- [Task to carry out]: Write out each entry, exactly the way it appears.

- [Dataset excerpts]:
===============

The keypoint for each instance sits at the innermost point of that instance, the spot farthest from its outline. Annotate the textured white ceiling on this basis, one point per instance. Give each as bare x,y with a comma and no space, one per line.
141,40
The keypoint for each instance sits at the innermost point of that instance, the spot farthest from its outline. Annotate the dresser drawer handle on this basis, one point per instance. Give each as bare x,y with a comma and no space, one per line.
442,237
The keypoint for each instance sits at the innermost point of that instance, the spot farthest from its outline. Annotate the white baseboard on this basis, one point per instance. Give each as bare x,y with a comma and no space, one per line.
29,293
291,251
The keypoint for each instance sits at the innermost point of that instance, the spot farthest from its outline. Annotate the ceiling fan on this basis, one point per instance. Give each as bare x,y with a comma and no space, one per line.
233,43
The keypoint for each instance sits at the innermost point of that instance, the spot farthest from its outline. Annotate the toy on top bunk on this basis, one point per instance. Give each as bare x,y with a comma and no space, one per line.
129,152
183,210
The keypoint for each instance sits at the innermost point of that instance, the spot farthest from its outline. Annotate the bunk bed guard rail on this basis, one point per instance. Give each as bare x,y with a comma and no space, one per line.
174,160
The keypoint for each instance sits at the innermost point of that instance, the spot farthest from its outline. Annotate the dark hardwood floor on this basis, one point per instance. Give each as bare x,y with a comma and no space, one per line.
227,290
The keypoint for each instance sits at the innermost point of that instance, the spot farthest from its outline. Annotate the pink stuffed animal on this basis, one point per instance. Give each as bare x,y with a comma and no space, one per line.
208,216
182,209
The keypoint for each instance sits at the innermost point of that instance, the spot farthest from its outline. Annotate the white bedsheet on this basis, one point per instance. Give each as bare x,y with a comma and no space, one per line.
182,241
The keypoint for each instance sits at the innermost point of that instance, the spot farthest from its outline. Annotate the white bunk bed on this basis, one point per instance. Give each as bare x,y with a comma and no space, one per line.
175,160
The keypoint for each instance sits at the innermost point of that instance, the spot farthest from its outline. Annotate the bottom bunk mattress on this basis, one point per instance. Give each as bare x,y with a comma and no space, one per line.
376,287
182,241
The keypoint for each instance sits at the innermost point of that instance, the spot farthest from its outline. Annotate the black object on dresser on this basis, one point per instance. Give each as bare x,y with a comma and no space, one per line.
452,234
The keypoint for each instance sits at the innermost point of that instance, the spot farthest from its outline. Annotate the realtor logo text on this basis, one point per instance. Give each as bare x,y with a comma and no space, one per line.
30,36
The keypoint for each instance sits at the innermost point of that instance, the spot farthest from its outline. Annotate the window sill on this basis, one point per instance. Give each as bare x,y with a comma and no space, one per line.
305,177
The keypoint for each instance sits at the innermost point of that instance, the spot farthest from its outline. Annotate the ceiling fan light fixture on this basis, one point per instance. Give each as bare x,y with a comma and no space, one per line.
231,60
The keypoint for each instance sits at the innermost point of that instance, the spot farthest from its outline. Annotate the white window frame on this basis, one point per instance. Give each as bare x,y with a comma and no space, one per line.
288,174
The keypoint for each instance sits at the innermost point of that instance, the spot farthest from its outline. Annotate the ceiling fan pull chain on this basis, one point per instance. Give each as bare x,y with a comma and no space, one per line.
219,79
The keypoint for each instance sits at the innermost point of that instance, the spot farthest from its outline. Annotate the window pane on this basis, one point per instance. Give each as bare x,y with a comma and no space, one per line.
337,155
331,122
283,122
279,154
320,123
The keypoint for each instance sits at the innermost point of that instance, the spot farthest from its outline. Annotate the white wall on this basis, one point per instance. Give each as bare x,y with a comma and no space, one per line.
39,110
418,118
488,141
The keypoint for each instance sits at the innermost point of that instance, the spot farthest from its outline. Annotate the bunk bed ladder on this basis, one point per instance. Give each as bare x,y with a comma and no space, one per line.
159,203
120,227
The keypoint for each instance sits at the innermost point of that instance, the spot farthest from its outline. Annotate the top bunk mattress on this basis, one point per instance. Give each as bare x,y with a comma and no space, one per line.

===============

- [Final result]:
The keypoint for each instance sits at the innermost point of that instance, the spot farthest from its outline. Annotate the textured white ceiling on this basis, one point per instance. Give each as bare x,y with a comma and no space, one per line.
141,40
The keypoint for each instance sits at the innermost point of that instance, the spot farthest from its outline. Annotate the dresser drawer handle on this basis, one point per instance. Give each as bare x,y with a comma and no space, one per line.
442,237
The keypoint for each instance sits at the innermost point of that instance, the spot farthest from its outline. Annotate the white baseboard on this basis, one point per instance. Give each as bare x,y with a comma and no space, one per line.
29,293
291,251
The keypoint for each instance sits at the innermost point of that instance, the spot farthest from its outline. Annotate the ceiling fan on this basis, one point per instance. Give each as bare x,y with a comma and no space, one per line.
233,43
The keypoint for each instance sits at the innermost point of that instance, the spot farthest from its outline. Annotate the toy on top bunk on this basis, one point per instance. Give each as bare x,y with a comma and no space, one per line.
129,152
183,210
The keypoint for each instance sits at the innermost point of that instance, the spot farthest from its outline. Annotate the bunk bed guard rail on this basis, one point per instance. Give each as bare x,y with a comma and no space, one per line.
174,160
The keypoint for each instance sits at the innermost point of that instance, the spot farthest from its outline. Annotate the dark hardwood floor on this basis, one point per instance. Give each as bare x,y with a comma and no space, one per line.
227,290
The keypoint for each instance sits at the innermost point of that instance, the spot farthest from its outline. Annotate the pink stuffed animal on this basis, one point per instance. Give each as bare x,y with a comma and no space, one per line.
208,216
182,209
The keypoint for each instance sits at the innermost point of that instance, the spot farthest from its outline. Annotate the white bedsheet on this basis, one point per instance. Give each as bare x,y with a comma and no space, one per line.
182,241
The keypoint for each instance sits at the innermost point of that instance, the spot farthest from its outline. Annotate the white bunk bed on this basis, one point per instance. Give each as bare x,y with a comma and no space, one per line.
175,160
The keypoint for each instance sits at the innermost point of that instance, the spot farthest from its outline. Annotate the bottom bunk mattress on this basis, one point per instance. Give each as bare x,y with a comma and no space, one per line.
376,287
182,241
The keypoint for each instance sits at the innermost point of that instance, the spot farthest from its outline. Annotate the black object on dresser on this basis, one point per instance. Give each as bare x,y with a comma and no space, one per line.
452,234
The keypoint for each instance sits at the innermost point of that instance, the spot farthest from its outline. Annotate the realtor logo text on this basis, one point per instance. Give each as bare x,y with a comma and no space, one per line.
30,36
The keypoint for each instance sits at the innermost point of that instance, the spot farthest from its outline. Annotate the window sill on this basis, one point per instance. Give each as bare x,y with a comma and no space, one per line.
305,177
The keypoint for each instance sits at the innermost point of that instance, the spot farthest from its outline. Annotate the ceiling fan light fixture on this basis, one point per instance. Give each as bare x,y with a comma and no space, one per line.
231,60
The keypoint for each instance sits at the innermost point of that instance, the spot farthest from its outline. Annotate the white window frame on this basis, one point per instance. Give each as bare x,y with a comma and no space, one per line.
288,174
The keypoint for each instance sits at the innermost point of that instance, the spot farthest from its outline. Annotate the ceiling fan pull chain on this basis, one point per instance. Give each as bare x,y with a comma and no space, one per line.
219,79
The keypoint for each instance sits at the innermost point of that instance, the spot farthest from its outline. Annotate the window pane on this basis, one point per instance. Give each as bare x,y with a comma and no space, one per line.
337,155
331,122
283,122
279,154
320,123
The keypoint for each instance sits at the innermost point of that instance, the spot farthest from its outline. Annotate the white wall on this basis, one point per instance. Give each as bare x,y with a comma and no space, one per line.
39,110
418,118
488,141
The keypoint for each instance sits at the innermost point of that instance, the spot farthest from its outline. Annotate the bunk bed ladder on this basis, one point per instance. Give each as bare x,y with a comma and no space, one per line.
159,203
120,227
The keypoint for each instance sits at the innermost point of that instance, the spot farthest from its outline. Annotate the top bunk mattress on this basis, one point per instance. Give each as bare x,y with a comma and no space, one per line.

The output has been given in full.